Alors que le nombre de victimes civiles ne cesse d’augmenter dans la bande de Gaza avec la poursuite des attaques israéliennes, Amnesty International appelle à un embargo immédiat sur les armes afin que les combats ne puissent pas être alimentés par l’arrivée de davantage d’armes et d’autres équipements militaires étrangers.
De nouvelles munitions en provenance des États-Unis sont en route vers cette région alors qu’à ce jour au moins 900 Palestiniens ont été tués, dont plus d’un tiers – parmi lesquels 200 enfants – étaient des civils.
« Nous savons que le Wehr Elbe, cargo dont le propriétaire est une compagnie allemande, a quitté les États-Unis le 20 décembre 2008 avec une importante cargaison de 989 containeurs d’explosifs et d’autres munitions, a déclaré Malcolm Smart, directeur du programme Moyen-Orient et Afrique du Nord d’Amnesty International.
Loué, et désormais contrôlé d’un point de vue légal, par le commandement du transport maritime militaire des États-Unis, le cargo était en route vers le port israélien d’Ashdod ; il devait transiter par la Grèce mais son relevé de position indique que sa route a sans doute été modifiée. »
Des appels d’offres pour deux autres cargaisons d’armes totalisant 325 containeurs de munitions américaines ont été approuvés par le Pentagone le 31 décembre, quatre jours après le début des attaques israéliennes actuelles contre des cibles à Gaza.
Ces deux cargaisons devaient être transportées à Ashdod, en Israël, depuis Astakos, en Grèce, mais, selon des informations fournies à Amnesty International par le commandement du transport maritime militaire des États-Unis, cette commande a été annulée.

Enregistrements >>

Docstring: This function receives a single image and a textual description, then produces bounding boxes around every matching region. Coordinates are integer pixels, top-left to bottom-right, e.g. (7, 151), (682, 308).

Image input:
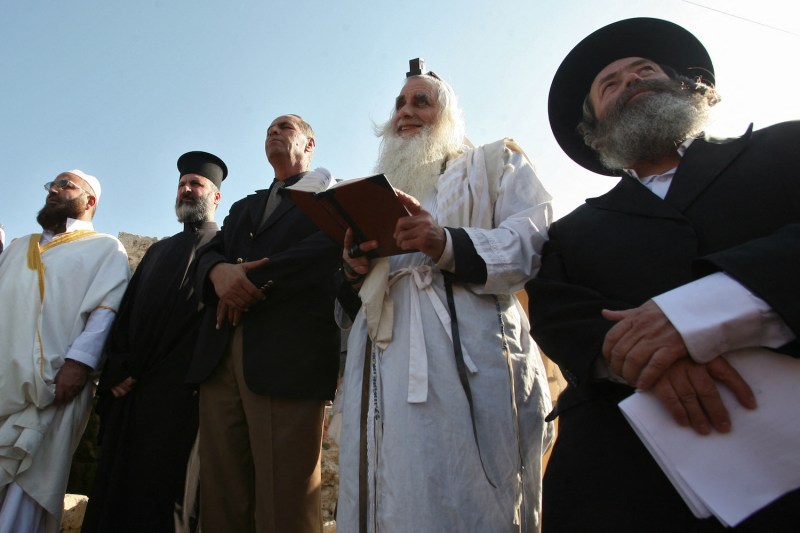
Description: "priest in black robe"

(82, 152), (228, 533)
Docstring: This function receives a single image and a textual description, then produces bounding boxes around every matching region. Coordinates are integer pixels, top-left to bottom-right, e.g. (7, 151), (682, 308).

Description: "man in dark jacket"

(82, 152), (228, 532)
(526, 19), (800, 531)
(188, 115), (341, 533)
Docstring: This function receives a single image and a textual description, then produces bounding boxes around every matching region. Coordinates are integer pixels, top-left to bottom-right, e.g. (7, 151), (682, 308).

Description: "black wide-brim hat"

(547, 18), (714, 176)
(178, 151), (228, 189)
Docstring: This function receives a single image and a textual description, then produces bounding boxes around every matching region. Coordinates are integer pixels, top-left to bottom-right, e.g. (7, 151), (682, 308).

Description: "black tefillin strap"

(406, 57), (444, 81)
(442, 272), (497, 489)
(406, 57), (497, 488)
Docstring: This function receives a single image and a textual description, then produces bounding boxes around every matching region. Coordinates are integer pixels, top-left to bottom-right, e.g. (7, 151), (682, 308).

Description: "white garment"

(337, 141), (553, 533)
(0, 230), (130, 530)
(628, 152), (796, 364)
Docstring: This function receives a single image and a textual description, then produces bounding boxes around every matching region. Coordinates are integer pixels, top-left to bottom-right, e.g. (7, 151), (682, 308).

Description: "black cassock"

(82, 222), (218, 532)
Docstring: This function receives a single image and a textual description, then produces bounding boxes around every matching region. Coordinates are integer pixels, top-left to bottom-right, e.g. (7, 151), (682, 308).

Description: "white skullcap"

(66, 168), (100, 202)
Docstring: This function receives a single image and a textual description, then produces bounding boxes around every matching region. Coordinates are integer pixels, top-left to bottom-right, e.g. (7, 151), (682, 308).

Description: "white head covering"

(66, 169), (100, 202)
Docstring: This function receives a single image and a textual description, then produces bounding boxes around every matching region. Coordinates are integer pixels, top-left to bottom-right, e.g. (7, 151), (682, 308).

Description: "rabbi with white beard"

(337, 60), (553, 533)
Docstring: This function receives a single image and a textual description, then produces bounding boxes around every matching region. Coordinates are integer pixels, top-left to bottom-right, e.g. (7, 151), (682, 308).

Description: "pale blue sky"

(0, 0), (800, 238)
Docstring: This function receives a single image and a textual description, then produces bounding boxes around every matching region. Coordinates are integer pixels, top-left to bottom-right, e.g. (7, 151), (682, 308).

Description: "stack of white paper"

(620, 349), (800, 527)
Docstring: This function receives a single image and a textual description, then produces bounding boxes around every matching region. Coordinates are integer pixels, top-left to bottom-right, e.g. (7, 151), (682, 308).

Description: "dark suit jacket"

(187, 174), (342, 400)
(526, 122), (800, 525)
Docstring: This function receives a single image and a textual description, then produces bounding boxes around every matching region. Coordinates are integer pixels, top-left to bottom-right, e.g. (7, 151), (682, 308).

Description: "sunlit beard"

(593, 83), (709, 169)
(175, 192), (214, 224)
(36, 196), (86, 229)
(375, 126), (460, 200)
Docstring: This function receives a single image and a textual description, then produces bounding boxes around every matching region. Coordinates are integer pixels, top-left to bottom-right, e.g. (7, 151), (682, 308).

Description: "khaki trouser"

(200, 327), (324, 533)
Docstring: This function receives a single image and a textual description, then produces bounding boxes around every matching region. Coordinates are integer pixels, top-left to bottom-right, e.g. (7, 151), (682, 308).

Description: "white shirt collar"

(623, 137), (694, 179)
(39, 218), (94, 245)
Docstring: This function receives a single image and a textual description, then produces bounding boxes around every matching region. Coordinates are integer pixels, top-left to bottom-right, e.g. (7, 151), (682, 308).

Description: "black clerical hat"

(178, 152), (228, 189)
(547, 18), (714, 175)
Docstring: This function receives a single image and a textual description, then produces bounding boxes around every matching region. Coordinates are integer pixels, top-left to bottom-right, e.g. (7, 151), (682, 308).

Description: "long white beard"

(596, 87), (709, 169)
(375, 126), (461, 200)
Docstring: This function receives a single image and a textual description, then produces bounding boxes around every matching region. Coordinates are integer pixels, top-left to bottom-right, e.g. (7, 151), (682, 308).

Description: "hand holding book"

(286, 169), (418, 257)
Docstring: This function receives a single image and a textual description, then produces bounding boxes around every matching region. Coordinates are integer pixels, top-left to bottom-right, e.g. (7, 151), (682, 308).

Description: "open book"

(286, 169), (413, 257)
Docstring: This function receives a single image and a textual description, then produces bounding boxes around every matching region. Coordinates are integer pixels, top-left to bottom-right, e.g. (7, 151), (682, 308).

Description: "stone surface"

(61, 494), (89, 533)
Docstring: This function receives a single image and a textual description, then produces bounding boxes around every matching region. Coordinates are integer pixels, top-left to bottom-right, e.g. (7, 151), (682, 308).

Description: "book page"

(620, 348), (800, 526)
(286, 167), (335, 193)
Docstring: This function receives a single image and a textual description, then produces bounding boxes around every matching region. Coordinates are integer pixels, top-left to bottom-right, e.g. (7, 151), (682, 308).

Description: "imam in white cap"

(66, 169), (100, 202)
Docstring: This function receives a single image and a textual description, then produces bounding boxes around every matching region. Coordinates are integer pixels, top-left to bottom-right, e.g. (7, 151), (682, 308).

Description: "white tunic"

(337, 141), (553, 533)
(0, 230), (130, 528)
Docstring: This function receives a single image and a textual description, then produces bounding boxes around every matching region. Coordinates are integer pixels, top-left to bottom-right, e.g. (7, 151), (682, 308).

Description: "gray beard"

(592, 90), (709, 170)
(375, 127), (461, 201)
(175, 193), (214, 224)
(36, 196), (86, 230)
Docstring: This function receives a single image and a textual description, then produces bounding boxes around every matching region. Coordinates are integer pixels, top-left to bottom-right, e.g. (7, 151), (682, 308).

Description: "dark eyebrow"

(267, 120), (295, 131)
(414, 93), (431, 105)
(597, 58), (655, 87)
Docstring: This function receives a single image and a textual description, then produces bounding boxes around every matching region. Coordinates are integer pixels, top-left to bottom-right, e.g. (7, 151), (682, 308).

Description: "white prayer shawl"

(0, 230), (130, 531)
(337, 140), (553, 532)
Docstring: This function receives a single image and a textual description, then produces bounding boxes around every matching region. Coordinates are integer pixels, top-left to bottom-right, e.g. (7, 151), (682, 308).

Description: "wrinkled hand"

(653, 357), (756, 435)
(394, 189), (447, 261)
(111, 376), (136, 398)
(342, 228), (378, 285)
(54, 359), (89, 403)
(208, 257), (269, 329)
(602, 300), (689, 390)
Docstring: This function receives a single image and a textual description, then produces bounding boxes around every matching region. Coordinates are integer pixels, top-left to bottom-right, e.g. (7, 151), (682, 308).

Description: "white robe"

(337, 141), (553, 533)
(0, 231), (130, 531)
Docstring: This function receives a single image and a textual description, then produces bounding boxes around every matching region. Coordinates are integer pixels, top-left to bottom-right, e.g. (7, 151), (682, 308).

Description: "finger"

(392, 216), (418, 239)
(653, 379), (689, 427)
(688, 364), (731, 435)
(242, 257), (269, 272)
(602, 321), (633, 376)
(670, 365), (714, 435)
(600, 309), (633, 322)
(227, 306), (237, 327)
(53, 383), (64, 403)
(629, 346), (683, 390)
(706, 357), (758, 409)
(395, 189), (422, 215)
(217, 300), (228, 329)
(344, 228), (353, 252)
(231, 309), (242, 327)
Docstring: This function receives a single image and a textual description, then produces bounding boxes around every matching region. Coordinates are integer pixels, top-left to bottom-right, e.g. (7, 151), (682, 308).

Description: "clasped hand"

(602, 300), (756, 435)
(208, 257), (269, 329)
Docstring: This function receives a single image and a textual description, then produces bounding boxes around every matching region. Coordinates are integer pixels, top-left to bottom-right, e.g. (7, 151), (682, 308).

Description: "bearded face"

(36, 194), (87, 230)
(585, 78), (710, 170)
(175, 190), (215, 224)
(375, 120), (462, 199)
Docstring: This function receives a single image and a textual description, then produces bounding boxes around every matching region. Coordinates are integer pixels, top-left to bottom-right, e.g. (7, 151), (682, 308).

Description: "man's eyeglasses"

(44, 180), (94, 196)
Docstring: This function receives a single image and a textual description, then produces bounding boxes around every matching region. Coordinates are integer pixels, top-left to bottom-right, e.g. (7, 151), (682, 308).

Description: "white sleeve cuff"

(436, 228), (456, 272)
(66, 307), (116, 370)
(653, 272), (795, 363)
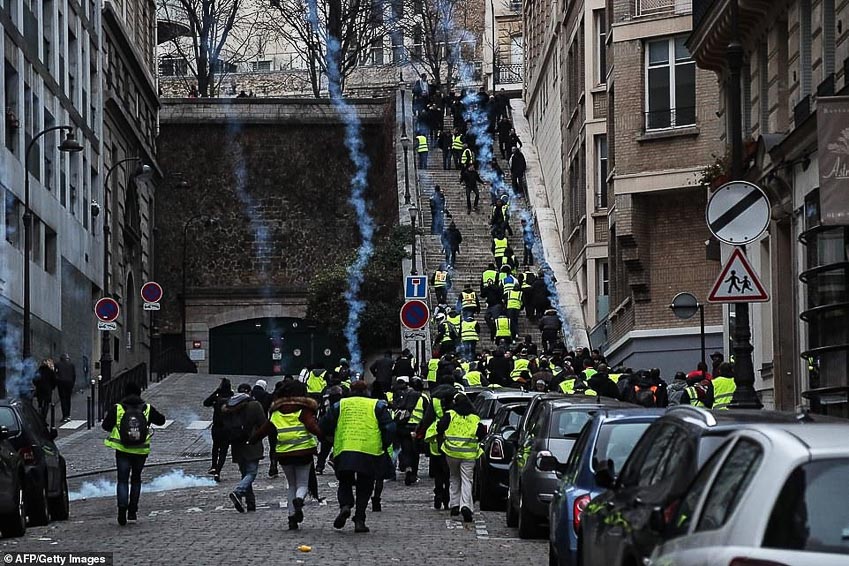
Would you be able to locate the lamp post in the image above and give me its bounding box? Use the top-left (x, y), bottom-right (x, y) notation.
top-left (22, 126), bottom-right (83, 360)
top-left (180, 214), bottom-right (216, 350)
top-left (408, 205), bottom-right (419, 275)
top-left (100, 157), bottom-right (152, 383)
top-left (401, 133), bottom-right (410, 204)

Exercices >>
• 1. Réécrivez le passage du texte sur Gaza qui s’ouvre sur les mots « Alors que le » et se ferme sur « étaient des civils. », en mettant « affrontements » à la place de « combats ».
• 2. Reprenez le texte sur Gaza là où il s’arrête et poursuivez-le.
Les enregistrements n’ont aucun lien avec le texte.

Résultats >>
• 1.
Alors que le nombre de victimes civiles ne cesse d’augmenter dans la bande de Gaza avec la poursuite des attaques israéliennes, Amnesty International appelle à un embargo immédiat sur les armes afin que les affrontements ne puissent pas être alimentés par l’arrivée de davantage d’armes et d’autres équipements militaires étrangers.
De nouvelles munitions en provenance des États-Unis sont en route vers cette région alors qu’à ce jour au moins 900 Palestiniens ont été tués, dont plus d’un tiers – parmi lesquels 200 enfants – étaient des civils.

• 2.
Les documents relatifs aux appels d’offre montrent que ces cargaisons incluent du phosphore blanc, connu pour sa capacité à provoquer de graves brûlures et pour constituer une arme non discriminante lorsqu’il est utilisé en explosion aérienne dans des zones densément peuplées, comme ce serait le cas actuellement à Gaza.
Le ministère de la Défense des États-Unis a indiqué qu’il était en train de chercher d’autres moyens pour livrer les munitions à destination d’une installation de stockage américaine située en Israël. Un accord israélo-américain autorise « en cas d’urgence » le transfert à l’armée israélienne de munitions américaines stockées en Israël.
« Les autorités américaines ne devraient pas poursuivre les livraisons d’armes à Israël, et le gouvernement grec ou tout autre gouvernement ne devrait pas autoriser l’utilisation de ses installations portuaires et autres pour l’acheminement d’armes à destination d’Israël ou de toute autre partie à ce conflit », a ajouté Malcolm Smart.
Amnesty International a, au vu de ses recherches, appelé le Conseil de sécurité de l’ONU à imposer à toutes les parties au conflit à Gaza un embargo sur les armes immédiat et complet. Cet appel est lancé alors qu’il est fait état d’un nombre croissant de victimes civiles et d’éléments montrant que des crimes de guerre ont été commis.
L’organisation estime qu’un embargo pourrait permettre d’obtenir que les responsables des crimes de guerre et des autres violations graves du droit international commis par les parties au conflit rendent pleinement compte de leurs actes.
Une telle mesure indiquerait également de manière claire à Israël et au Hamas que le Conseil de sécurité est déterminé à assurer la paix et la sécurité et à faire respecter le droit international.
« Le sort des civils à Gaza n’a cessé d’empirer depuis l’adoption quasi unanime, il y a six jours, par le Conseil de sécurité des Nations unies d’un appel au cessez-le-feu, resté sans effet, a souligné Malcolm Smart.
Les forces israéliennes continuent de procéder à des attaques illégales, y compris des attaques disproportionnées, et sont accusées d’utiliser des armes telles que le phosphore blanc, qui fait courir un risque inacceptable aux civils lorsqu’il est utilisé dans des zones densément peuplées.
Pendant ce temps, le Hamas et d’autres groupes palestiniens armés continuent les tirs aveugles de roquettes en direction de zones civiles en Israël. »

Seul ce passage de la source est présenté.